Public must wait for final review on outage
A report blames the October earthquake and faulty switches for Oahu's blackout.
A STUDY commissioned by Hawaiian Electric Co.
pins the blame for the massive blackout on Oahu on the earthquake that shook the islands in October.
But HECO's system might not have quit had the mercury switches on two generating units given correct readings of their fluid levels. The false indications triggered the loss of power at Kahe 5 and Kahe 6, among HECO's largest generating units.
HECO says it has replaced the switches with ones less sensitive to earthquakes, a good start in ensuring this problem won't occur again. Though the company cannot predict what would happen in comparable situations, the public expects reliable power generation and HECO should consider atypical events.
According to the report -- prepared by Power Engineers Inc., an Idaho-based consultant, at HECO's request -- the quake probably shook the mercury in switches that sense fluid levels in equipment regulating steam flow to the turbines. The false readings activated relays that locked the turbines to prevent damage, tripping a series of shutdowns that resulted in the outage.
The report also noted that HECO's actions in restoring power were reasonable, though it recommended the company set priorities for getting power to "critical customers," such as hospitals and communication services.
The study is just the first step in a review by the Public Utilities Commission that will include HECO's affiliates on Maui and Hawaii. Customers will have to wait for that evaluation before making their own judgments.

## ASSIGNED TASK
Copy from the editorial on the Oahu outage the stretch from "But HECO's system" through "largest generating units.", word for word. The listing after the editorial is not needed for anything here.

## Point-per-instance localization listing
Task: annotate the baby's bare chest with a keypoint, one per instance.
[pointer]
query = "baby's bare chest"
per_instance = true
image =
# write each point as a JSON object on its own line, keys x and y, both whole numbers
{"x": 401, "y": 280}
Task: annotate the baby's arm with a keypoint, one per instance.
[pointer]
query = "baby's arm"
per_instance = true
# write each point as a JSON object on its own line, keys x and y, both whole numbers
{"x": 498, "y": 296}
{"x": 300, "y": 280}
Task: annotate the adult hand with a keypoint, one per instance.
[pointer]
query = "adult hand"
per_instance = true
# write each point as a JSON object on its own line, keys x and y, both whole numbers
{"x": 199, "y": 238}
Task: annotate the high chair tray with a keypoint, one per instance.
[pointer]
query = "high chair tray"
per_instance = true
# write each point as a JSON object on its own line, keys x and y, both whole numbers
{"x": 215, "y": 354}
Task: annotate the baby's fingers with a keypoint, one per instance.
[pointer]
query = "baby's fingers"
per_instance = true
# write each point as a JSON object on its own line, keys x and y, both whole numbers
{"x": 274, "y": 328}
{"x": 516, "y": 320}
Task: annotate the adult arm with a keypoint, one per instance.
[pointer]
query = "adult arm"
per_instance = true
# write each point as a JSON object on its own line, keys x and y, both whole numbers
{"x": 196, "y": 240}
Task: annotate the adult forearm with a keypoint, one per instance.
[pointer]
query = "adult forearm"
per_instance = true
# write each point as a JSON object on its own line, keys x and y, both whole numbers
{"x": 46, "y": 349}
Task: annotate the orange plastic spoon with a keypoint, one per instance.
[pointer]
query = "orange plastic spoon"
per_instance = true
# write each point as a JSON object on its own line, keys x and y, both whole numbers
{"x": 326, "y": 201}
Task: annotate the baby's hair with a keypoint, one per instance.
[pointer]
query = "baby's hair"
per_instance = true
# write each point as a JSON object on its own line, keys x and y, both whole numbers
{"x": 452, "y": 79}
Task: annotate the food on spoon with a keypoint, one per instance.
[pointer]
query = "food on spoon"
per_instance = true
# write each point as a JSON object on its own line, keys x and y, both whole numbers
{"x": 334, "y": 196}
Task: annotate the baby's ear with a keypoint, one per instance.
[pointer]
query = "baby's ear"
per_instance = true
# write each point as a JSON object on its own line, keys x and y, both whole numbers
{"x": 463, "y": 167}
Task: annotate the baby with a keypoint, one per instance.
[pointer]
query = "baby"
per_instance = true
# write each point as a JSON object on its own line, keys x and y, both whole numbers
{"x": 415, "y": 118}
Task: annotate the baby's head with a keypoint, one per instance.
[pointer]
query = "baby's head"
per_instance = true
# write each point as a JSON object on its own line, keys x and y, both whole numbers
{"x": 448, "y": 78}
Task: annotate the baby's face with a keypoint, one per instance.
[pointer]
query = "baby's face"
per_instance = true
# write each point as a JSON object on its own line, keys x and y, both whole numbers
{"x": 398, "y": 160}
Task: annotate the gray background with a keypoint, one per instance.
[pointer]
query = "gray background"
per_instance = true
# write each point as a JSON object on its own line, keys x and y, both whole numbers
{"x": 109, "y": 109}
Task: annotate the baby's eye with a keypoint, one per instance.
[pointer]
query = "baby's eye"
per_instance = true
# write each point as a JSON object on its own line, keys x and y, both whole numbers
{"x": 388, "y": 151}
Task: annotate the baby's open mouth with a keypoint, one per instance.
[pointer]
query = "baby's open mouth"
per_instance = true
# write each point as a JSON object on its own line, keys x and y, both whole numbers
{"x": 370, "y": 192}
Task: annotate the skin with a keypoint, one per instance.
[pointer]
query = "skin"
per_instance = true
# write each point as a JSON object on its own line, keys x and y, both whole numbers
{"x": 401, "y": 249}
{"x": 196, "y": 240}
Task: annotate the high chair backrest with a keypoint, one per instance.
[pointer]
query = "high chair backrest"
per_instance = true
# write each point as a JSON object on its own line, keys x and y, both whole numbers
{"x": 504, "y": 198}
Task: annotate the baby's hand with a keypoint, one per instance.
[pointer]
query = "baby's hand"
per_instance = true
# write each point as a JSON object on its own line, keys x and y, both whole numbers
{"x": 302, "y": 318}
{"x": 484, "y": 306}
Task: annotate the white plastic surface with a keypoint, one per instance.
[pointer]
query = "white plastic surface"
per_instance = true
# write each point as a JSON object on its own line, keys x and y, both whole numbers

## ANSWER TO THIS PROBLEM
But HECO's system might not have quit had the mercury switches on two generating units given correct readings of their fluid levels. The false indications triggered the loss of power at Kahe 5 and Kahe 6, among HECO's largest generating units.